_To do:_ Keep every character as it is and output all of the records.

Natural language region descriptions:
▼▼▼

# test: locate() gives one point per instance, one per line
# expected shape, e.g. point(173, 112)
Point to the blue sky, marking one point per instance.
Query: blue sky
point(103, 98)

▲▲▲

_Answer for this exercise:_
# test: locate() gives one point per instance, one per line
# expected shape, e.g. point(173, 112)
Point to the blue sky, marking one point per instance.
Query: blue sky
point(103, 98)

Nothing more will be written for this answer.